Brief: Copy the records word for word, beginning with the line containing "Would you be able to pick out the fingers" and continuing through the last line of the records.
──────────
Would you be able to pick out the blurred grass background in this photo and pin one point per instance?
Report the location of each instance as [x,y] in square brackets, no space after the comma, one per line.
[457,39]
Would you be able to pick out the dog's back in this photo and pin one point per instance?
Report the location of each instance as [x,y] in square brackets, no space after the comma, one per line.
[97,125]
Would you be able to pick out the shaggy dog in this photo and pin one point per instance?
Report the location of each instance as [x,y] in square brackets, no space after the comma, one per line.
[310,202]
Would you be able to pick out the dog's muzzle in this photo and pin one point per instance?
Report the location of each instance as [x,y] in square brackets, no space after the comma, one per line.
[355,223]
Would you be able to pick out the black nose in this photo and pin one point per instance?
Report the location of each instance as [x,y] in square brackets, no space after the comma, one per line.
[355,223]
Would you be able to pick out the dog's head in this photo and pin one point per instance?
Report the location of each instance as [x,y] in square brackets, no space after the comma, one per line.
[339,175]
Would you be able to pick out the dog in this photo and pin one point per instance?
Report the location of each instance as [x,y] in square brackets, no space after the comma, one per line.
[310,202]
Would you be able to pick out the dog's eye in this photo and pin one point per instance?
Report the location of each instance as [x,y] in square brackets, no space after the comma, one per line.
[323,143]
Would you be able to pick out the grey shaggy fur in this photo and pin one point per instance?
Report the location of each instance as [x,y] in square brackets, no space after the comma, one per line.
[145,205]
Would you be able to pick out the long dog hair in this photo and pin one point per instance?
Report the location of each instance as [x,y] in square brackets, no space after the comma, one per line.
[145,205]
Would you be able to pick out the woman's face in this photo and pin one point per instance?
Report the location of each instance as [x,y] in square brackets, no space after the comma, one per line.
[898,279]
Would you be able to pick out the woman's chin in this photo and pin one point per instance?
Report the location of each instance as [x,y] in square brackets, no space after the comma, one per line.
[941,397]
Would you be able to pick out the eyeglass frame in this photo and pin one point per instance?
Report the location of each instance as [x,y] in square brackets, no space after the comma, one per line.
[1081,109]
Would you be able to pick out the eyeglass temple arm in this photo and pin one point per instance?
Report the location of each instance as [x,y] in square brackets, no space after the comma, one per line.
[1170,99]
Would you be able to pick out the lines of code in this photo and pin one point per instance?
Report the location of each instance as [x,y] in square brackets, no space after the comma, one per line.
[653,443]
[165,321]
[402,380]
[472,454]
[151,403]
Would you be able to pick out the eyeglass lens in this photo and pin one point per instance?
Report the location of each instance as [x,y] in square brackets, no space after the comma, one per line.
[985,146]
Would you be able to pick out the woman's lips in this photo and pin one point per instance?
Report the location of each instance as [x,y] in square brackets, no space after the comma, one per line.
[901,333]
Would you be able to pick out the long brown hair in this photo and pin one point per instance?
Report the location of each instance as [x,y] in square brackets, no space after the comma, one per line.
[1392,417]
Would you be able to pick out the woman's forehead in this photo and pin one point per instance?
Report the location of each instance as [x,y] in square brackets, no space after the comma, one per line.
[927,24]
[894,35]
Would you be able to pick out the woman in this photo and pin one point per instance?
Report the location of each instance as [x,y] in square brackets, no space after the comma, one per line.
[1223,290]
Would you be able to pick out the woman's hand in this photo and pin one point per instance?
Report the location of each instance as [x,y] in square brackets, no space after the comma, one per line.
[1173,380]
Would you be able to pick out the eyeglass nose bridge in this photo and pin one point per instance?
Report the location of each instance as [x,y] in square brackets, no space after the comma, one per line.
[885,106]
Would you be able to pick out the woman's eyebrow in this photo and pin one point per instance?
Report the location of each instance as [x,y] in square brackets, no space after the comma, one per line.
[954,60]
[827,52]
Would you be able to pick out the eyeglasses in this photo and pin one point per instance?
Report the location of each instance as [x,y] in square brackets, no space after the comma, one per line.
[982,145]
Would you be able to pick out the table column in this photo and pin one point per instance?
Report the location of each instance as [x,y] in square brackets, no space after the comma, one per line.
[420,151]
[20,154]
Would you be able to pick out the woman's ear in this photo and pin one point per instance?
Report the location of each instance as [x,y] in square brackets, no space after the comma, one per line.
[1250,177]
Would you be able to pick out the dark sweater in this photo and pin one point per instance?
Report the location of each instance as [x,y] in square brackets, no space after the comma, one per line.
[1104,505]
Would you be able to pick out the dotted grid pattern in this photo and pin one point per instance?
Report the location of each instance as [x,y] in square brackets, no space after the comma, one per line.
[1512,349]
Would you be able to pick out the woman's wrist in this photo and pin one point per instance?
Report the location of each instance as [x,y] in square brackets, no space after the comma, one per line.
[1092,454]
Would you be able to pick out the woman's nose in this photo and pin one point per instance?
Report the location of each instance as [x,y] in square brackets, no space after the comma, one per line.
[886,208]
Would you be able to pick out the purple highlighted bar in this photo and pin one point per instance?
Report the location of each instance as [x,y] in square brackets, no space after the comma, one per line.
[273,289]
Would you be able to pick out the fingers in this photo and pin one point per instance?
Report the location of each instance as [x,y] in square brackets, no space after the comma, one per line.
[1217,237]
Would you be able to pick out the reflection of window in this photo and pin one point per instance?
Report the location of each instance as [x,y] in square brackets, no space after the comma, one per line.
──────────
Exercise result:
Would you be able to pick out the fingers in this photo and pin one point per instance?
Report the location of each instance as [x,y] in square brackets, no space after the comma, one per line.
[1217,237]
Would you be able to pick out the reflection of window in this photo and pin one point per instance?
Report the location of each instance as [x,y] in square brackets, no space after the comma, one per line.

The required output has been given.